> **DATASET RECORDS**:
▼

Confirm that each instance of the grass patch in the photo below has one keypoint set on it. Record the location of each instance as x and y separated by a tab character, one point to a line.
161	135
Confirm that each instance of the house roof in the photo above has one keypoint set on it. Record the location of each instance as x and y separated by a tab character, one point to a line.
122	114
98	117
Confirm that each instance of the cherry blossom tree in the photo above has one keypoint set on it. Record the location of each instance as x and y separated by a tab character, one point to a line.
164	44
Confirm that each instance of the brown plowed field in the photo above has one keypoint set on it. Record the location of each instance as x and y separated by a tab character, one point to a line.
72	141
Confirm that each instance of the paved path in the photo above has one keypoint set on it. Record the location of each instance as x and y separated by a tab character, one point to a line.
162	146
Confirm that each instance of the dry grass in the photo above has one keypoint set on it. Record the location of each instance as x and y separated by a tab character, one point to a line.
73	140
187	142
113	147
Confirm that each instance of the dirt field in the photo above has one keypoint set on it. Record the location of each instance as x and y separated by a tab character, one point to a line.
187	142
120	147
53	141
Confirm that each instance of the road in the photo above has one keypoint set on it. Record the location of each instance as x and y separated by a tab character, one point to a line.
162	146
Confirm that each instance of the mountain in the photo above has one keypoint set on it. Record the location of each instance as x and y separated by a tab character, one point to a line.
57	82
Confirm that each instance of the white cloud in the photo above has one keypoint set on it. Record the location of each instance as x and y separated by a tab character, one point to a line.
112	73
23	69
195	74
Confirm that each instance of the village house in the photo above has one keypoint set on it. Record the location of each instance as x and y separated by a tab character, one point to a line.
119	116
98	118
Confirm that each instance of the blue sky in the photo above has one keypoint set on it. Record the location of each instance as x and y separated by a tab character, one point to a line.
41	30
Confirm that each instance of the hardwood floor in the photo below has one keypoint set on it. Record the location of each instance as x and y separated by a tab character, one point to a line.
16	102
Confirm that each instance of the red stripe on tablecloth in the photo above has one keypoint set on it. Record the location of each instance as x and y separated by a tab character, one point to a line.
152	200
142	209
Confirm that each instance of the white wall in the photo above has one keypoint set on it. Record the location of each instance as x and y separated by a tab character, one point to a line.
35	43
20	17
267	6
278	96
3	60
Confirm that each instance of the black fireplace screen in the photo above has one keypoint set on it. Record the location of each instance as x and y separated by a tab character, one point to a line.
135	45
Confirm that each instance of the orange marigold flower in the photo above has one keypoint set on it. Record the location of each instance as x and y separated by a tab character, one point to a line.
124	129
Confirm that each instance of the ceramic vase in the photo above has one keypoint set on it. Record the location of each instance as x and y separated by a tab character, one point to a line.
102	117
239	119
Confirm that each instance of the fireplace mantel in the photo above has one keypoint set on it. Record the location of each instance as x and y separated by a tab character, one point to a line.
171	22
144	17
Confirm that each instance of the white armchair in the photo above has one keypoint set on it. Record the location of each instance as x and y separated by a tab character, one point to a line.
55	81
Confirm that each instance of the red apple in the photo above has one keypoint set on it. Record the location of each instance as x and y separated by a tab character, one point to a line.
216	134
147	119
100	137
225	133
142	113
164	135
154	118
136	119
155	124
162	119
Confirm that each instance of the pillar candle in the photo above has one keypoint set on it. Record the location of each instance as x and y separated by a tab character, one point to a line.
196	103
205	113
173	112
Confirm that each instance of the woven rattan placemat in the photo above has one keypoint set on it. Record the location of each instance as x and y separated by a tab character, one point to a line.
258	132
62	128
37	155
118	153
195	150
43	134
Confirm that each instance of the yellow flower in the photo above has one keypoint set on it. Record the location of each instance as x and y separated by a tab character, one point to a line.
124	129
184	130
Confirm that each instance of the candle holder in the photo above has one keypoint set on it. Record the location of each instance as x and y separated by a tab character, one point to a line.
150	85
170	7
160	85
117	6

▲

Extract the lines above from the one containing "Confirm that each instance of the woven" to the last line, both included, exactly as written.

Confirm that each instance of the woven rattan placemat in the photo above has one keypoint set on it. Record the location of each instance as x and y separated by a tab character, one point to a line.
258	132
62	128
37	155
118	153
195	150
43	134
Confirm that each instance of the yellow flower in the photo above has one keypoint set on it. Record the location of each instance as x and y separated by a tab character, one point to a line.
124	129
184	130
Confirm that each instance of the candle holder in the photo above has one keypoint set on it. Record the location of each instance as x and y separated by a tab character, one point to a line.
150	85
170	7
160	85
117	6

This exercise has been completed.